▶ _PASSAGE TO READ_
#Kscope#
My personal stab at the kaleidoscope LLVM tutorial found here:
http://llvm.org/docs/tutorial/index.html
As part of the learning experience this naturally evolved a bit from the tutorial itself. Here's a rundown of what's different:
tutorial:
def foo(x y) x + y;
kscope:
def foo(x, y) x + y;
Might bring this stuff back now that the flex/bison combo is working well enough. It's really not a feature that serious languages should have but then again this isn't a serious language.
Part of the reason for all this is to (re)learn c++ and what's new in c++11, so there are a handful of commits like f4b2108 that leverage new features like
- move semantics for classes with pointer data
- for-each style loops rather than plain-old indexed ones
- unique_ptr "smart pointer" type for pointer member data
- there was a strongly-typed enum for the tokens at one point but using bison took care of that
Next up will be finding a way to use lambdas in a nice way, since they're rad as hell.
Wherever possible, classes are in their own respective .cc files with matching headers. For example, there's a header-and-implementation pair for each of the abstract syntax tree nodes under src/ast
The IR codegen parts of the system have been entirely decoupled from the AST. Each node class has a codegen method like before, but an IRRenderer class is passed in, and it's this class that provides all of the llvm-specific context and helper methods for generating LLVM IR.
At some point in the future I'll probably write separate renderers for other formats, like having the AST pretty-printed on the screen or something.

▶ _GIVEN DATA_
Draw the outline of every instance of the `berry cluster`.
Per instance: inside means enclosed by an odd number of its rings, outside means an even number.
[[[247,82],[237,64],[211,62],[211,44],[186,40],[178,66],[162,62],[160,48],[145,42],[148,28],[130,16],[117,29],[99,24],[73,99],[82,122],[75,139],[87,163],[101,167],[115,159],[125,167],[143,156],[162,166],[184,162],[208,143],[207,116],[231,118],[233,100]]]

▶ _GOAL 1_
Using the Kscope project notes, what are the answers to these?
(a) What class is passed in to each node's codegen method?
(b) Which type is used for pointer member data?
(c) Where is the header-and-implementation pair for each abstract syntax tree node located?
▶ _GOAL 2_
Could you write what comes next in the Kscope project notes, starting after the sentence about separate renderers for other formats?

▶ _WRITTEN REPLY 1_
(a) IRRenderer
(b) unique_ptr
(c) Under src/ast

▶ _WRITTEN REPLY 2_
Instead of an ad-hoc parser that uses getchar() all over the place and is tightly coupled to everything else there's now a separate parsing subsystem with a lexer.ll file for token/lexer state and grammar.yy with a distilled, purestrain Backus-Naur Form grammar. The parser and lexer are abstracted into an STree (syntax tree) class that can parse an input stream and set its root node to the result of the parsing.
This simplifies the main.cpp REPL stuff immensely, std::cin is given to
the STree in chunks and the root node has it's IR rendered with an IRRenderer.
In the future it will probably be updated to abstract the REPL stuff somewhere
else and allow for file-reading depending on how kscope
is invoked.
CamelCase and pascalCase are used for class names but that's about it. Everything else adheres to an underscore style. I guess this isn't normally how c++ is done but underscore-style is superior so there.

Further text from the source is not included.